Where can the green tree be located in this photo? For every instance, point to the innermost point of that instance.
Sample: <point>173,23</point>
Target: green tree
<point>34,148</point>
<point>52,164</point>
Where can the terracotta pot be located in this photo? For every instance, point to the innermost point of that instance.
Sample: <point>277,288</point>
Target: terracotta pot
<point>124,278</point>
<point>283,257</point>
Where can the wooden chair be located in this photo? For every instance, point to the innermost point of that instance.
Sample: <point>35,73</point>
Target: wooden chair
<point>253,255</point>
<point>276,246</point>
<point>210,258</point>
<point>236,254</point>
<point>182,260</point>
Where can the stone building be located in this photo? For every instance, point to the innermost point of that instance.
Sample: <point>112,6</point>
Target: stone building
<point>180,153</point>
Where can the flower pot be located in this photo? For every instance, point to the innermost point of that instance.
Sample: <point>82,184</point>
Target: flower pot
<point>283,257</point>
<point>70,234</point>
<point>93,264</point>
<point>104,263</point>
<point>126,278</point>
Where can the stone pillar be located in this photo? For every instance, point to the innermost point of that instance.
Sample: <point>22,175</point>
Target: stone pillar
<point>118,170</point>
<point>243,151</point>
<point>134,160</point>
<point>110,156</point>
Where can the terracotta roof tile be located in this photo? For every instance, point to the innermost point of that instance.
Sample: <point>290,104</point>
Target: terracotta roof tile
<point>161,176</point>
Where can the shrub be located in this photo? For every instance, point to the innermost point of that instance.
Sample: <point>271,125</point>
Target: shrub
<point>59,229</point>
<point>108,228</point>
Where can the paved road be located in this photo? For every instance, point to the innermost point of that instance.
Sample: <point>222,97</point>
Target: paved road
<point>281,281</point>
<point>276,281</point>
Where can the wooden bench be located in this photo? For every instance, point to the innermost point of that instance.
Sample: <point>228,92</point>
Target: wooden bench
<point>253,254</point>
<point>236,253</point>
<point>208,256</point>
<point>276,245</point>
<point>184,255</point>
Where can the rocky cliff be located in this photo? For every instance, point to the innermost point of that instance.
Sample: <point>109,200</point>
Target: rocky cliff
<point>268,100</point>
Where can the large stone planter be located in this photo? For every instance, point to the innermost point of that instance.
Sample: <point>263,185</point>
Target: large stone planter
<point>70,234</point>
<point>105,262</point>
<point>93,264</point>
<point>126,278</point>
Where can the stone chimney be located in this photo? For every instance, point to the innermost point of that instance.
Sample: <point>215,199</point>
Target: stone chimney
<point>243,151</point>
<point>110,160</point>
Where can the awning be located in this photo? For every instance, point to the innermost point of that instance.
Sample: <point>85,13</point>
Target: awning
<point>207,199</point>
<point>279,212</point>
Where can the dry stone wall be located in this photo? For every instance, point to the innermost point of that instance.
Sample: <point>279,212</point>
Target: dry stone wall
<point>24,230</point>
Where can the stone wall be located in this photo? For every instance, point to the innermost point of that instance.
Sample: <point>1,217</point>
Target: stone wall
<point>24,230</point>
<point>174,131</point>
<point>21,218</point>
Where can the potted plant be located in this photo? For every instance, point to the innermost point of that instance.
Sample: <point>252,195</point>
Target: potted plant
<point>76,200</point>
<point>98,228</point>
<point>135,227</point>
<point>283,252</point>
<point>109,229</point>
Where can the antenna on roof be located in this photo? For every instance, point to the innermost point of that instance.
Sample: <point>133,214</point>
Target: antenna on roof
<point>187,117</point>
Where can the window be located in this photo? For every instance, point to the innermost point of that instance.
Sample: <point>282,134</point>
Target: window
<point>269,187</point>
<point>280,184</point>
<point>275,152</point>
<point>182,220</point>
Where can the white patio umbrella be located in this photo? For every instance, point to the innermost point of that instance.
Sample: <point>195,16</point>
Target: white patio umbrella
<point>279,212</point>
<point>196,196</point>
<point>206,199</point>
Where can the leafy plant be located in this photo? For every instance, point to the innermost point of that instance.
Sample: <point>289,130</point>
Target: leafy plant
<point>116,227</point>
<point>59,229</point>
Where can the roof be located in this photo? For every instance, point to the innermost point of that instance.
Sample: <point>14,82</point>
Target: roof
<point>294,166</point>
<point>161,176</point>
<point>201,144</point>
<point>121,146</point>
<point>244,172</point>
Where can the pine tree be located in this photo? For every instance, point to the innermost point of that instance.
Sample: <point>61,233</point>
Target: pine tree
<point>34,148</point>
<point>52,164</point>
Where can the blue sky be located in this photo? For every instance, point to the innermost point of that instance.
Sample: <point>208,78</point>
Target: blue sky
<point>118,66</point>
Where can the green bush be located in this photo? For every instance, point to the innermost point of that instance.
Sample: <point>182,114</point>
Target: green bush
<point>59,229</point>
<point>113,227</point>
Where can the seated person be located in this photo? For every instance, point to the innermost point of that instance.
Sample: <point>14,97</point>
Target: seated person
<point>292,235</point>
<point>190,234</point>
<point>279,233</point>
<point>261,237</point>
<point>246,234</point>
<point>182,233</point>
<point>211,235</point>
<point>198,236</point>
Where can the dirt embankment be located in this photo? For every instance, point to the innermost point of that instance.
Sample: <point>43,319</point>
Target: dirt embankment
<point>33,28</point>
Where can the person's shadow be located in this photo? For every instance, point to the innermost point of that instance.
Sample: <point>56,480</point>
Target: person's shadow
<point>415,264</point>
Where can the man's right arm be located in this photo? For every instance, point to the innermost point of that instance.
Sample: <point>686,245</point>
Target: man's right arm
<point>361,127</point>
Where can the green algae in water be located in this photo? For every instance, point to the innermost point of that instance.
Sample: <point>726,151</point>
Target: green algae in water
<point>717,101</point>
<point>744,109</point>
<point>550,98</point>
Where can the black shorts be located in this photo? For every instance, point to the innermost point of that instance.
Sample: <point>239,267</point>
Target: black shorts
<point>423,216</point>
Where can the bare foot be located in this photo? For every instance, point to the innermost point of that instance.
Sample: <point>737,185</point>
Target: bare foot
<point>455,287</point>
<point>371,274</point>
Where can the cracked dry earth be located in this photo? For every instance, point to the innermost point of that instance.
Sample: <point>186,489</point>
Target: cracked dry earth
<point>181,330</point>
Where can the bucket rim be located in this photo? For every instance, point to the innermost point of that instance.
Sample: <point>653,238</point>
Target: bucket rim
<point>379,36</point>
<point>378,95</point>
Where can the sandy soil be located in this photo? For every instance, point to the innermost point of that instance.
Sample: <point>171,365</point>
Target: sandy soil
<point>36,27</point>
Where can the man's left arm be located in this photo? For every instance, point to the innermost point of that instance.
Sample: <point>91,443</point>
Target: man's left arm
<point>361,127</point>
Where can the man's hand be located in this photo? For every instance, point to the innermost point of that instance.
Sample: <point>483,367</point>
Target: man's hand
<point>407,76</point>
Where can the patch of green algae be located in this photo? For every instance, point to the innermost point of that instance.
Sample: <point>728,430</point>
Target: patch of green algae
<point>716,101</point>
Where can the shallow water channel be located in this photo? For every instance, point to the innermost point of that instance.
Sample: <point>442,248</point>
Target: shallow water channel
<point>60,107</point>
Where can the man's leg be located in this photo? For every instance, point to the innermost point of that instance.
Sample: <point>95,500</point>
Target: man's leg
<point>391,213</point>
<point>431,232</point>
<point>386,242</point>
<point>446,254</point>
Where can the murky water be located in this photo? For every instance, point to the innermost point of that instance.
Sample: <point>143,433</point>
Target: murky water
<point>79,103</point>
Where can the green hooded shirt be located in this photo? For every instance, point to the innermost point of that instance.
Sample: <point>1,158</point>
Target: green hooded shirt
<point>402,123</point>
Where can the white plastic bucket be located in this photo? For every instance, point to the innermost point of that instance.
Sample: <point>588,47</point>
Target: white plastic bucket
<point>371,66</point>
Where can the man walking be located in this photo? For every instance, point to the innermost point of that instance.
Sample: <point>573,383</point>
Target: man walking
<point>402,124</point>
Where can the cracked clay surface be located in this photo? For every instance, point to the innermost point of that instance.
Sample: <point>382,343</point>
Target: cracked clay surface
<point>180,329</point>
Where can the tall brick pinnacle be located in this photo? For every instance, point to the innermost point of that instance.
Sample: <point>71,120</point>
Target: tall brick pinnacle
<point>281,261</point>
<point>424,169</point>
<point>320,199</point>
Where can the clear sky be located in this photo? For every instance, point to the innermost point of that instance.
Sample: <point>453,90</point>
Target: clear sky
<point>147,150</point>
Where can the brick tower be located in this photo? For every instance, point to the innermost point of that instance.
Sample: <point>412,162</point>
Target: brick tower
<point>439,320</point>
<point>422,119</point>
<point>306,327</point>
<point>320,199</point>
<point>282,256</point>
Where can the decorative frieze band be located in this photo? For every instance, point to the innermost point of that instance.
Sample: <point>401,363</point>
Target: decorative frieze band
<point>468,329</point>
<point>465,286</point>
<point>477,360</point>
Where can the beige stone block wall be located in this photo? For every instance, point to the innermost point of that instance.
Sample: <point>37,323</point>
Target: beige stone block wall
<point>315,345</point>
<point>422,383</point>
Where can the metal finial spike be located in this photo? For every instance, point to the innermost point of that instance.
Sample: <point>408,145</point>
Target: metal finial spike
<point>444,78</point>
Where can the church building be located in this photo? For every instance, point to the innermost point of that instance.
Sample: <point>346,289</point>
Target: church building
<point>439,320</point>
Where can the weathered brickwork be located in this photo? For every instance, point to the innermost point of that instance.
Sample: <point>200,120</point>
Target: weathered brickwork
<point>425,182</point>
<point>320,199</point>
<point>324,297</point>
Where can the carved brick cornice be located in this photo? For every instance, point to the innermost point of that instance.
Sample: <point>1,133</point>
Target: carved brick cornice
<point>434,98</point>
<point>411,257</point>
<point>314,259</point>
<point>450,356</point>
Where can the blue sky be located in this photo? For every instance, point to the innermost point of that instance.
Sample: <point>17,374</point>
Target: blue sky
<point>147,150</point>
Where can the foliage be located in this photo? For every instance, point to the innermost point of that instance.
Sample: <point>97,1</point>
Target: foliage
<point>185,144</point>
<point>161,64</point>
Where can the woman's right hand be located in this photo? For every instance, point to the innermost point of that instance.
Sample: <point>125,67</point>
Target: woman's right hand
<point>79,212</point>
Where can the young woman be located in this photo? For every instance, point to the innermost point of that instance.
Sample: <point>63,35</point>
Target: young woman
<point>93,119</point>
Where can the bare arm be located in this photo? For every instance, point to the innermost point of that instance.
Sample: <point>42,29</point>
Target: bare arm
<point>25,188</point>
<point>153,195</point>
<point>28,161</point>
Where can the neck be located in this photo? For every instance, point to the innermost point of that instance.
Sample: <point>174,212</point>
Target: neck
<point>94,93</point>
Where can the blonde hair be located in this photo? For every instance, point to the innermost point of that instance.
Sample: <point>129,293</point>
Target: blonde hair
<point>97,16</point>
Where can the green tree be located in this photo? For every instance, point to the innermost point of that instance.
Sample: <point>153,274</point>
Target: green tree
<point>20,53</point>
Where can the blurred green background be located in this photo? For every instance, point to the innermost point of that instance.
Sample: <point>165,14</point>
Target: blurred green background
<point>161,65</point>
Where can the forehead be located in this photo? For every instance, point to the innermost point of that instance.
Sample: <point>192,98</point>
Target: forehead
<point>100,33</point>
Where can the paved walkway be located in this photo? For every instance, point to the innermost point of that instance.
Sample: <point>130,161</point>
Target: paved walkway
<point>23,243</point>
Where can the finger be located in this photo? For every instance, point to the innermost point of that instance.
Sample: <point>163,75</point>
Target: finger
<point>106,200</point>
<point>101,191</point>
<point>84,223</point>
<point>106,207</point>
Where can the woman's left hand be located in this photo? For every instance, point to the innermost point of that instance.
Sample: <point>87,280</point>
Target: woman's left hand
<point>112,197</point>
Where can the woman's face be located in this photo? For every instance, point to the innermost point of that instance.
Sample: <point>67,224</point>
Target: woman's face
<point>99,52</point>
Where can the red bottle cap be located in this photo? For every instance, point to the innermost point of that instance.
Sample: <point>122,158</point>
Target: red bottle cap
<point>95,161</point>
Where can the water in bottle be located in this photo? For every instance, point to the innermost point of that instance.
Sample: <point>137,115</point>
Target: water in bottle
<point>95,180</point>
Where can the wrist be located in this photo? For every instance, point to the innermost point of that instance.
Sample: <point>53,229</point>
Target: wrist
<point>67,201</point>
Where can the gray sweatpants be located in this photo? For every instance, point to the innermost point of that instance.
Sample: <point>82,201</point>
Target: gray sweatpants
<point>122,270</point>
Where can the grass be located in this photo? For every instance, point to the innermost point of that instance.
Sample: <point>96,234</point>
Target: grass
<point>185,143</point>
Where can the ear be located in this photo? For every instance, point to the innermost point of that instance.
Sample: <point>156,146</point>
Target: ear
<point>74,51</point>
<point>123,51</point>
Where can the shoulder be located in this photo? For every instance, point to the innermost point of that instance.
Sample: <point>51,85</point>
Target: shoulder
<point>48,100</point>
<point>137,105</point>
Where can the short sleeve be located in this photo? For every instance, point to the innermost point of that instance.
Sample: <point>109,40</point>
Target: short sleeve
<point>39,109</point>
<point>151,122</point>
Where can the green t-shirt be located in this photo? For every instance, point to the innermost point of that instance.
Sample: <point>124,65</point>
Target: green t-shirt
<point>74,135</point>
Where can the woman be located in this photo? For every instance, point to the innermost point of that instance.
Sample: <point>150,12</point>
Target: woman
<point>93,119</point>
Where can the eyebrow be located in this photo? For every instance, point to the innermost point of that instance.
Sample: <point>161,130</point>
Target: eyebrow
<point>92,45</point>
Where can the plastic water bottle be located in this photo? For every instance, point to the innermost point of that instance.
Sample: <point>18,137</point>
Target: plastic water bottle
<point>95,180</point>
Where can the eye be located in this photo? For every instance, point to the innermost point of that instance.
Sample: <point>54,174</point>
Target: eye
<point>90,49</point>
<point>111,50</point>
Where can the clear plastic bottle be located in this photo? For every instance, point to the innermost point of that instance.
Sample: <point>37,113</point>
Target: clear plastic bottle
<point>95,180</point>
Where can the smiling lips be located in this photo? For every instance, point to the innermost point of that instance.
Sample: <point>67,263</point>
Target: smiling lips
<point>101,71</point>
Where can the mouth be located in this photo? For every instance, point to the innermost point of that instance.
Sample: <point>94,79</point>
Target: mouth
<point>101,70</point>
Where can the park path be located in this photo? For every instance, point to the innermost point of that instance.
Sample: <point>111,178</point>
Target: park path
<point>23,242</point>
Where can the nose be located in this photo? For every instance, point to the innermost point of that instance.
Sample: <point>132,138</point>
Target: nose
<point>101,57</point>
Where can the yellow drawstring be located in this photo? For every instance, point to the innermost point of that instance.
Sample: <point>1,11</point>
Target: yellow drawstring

• **What you have to do**:
Repeat the items from the line containing "Where can the carved" through the line containing "<point>79,212</point>", reproducing each line without changes.

• **Complete answer**:
Where can the carved brick cornice be located in this photo? For every instance, point to the innermost point of that instance.
Sample: <point>1,133</point>
Target: carved brick cornice
<point>434,98</point>
<point>411,257</point>
<point>314,259</point>
<point>450,356</point>
Where can the blue sky be located in this photo? For every instance, point to the innermost point of that instance.
Sample: <point>17,374</point>
Target: blue sky
<point>147,150</point>
Where can the foliage be located in this photo? For every instance, point to the innermost point of that instance.
Sample: <point>97,1</point>
Target: foliage
<point>185,144</point>
<point>161,64</point>
Where can the woman's right hand be located in this photo? For every instance, point to the innermost point of that instance.
Sample: <point>125,67</point>
Target: woman's right hand
<point>79,212</point>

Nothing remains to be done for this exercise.